Task list
1. Answer these from the review of Wolfsbane:
(a) What rank does the review give Harry Sullivan?
(b) Which of Rayner's other work did her rendering of Harry call to mind?
(c) Whose advances does Rayner force Harry to deal with?
2. Write the next few sentences of the review of Wolfsbane, continuing after its last sentence.

Wolfsbane is an absorbing tale for UNIT’s stalwart Surgeon-Lieutenant, expounding upon his character in such a fashion that puts his only previous outing in print to shame. In fact, Rayner’s rendering of Harry is so very illuminating that it put me in mind of her Companion Chronicles’ scripts for Big Finish. Harry Sullivan may not narrate the action here, but make no mistake - the reader is inside his head, privy to his most private ruminations.
I think the reason that Rayner’s
portrayal of Harry is so utterly
compelling is that it’s honest
and true, dwelling just as much
on his perceived failings as it
does on his strengths. All that
Bertie Wooster pomposity and
naiveté is there to be seen on
the page, only here Rayner could
push the envelope a little, forcing
him to deal with the advances of licentious lycanthropes, and do so without any aid from that
tall feller in the long scarf.

[Stored records]
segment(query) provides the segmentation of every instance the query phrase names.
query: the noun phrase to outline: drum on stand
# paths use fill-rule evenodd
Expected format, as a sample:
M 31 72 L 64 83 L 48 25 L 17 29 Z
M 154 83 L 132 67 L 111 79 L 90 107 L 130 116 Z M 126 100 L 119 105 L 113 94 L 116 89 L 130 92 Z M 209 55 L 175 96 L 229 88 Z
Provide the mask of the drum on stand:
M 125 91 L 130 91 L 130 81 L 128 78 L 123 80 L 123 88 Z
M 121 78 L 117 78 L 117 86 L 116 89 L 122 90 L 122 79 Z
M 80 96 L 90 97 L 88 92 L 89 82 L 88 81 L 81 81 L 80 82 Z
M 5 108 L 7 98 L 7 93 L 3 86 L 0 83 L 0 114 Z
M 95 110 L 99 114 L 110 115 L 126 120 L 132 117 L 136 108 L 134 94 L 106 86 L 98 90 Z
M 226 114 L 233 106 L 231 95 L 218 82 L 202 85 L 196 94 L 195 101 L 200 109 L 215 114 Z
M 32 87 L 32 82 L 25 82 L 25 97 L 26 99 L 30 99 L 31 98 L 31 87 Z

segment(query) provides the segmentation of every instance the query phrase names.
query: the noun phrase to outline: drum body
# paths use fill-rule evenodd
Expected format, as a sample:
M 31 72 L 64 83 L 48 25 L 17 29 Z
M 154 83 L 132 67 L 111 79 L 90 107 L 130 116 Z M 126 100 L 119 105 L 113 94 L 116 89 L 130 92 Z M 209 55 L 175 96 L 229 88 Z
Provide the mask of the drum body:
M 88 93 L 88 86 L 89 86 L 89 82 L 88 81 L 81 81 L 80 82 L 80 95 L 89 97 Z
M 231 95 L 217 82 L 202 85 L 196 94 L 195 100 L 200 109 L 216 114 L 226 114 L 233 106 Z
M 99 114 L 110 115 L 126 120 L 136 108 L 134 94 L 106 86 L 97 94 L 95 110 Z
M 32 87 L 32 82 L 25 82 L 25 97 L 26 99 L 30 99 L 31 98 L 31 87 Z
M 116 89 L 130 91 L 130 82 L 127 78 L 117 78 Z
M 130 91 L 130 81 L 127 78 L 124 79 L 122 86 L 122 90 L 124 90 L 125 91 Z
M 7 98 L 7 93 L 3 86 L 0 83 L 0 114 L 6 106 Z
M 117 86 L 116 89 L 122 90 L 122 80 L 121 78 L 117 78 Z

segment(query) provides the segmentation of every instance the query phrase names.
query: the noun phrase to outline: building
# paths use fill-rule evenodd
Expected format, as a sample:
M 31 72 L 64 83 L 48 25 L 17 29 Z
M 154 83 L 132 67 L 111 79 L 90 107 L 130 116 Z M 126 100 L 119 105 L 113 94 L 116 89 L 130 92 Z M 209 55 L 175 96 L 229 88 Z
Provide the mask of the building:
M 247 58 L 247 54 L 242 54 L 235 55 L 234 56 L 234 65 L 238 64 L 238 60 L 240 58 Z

Answers given
1.
(a) Surgeon-Lieutenant (of UNIT).
(b) Her Companion Chronicles scripts for Big Finish.
(c) The advances of licentious lycanthropes.

2.
This novel even takes a moment to examine Harry’s nascent feelings for fellow companion Sarah Jane - feelings that have crept up on him unawares, surprising him almost as much as they do the reader – and his subsequent dilemma as he weighs them against his reluctance to travel in the TARDIS. Harry was roped into taking just one trip in the Doctor’s fantastical blue box, which - thanks to Time Lords and Time Rings and what have you - dragged on for far longer than he’d anticipated, relatively speaking. Wolfsbane marks only Harry’s second TARDIS landing, yet already it’s clear that he’s had his fill of adventuring in time and space.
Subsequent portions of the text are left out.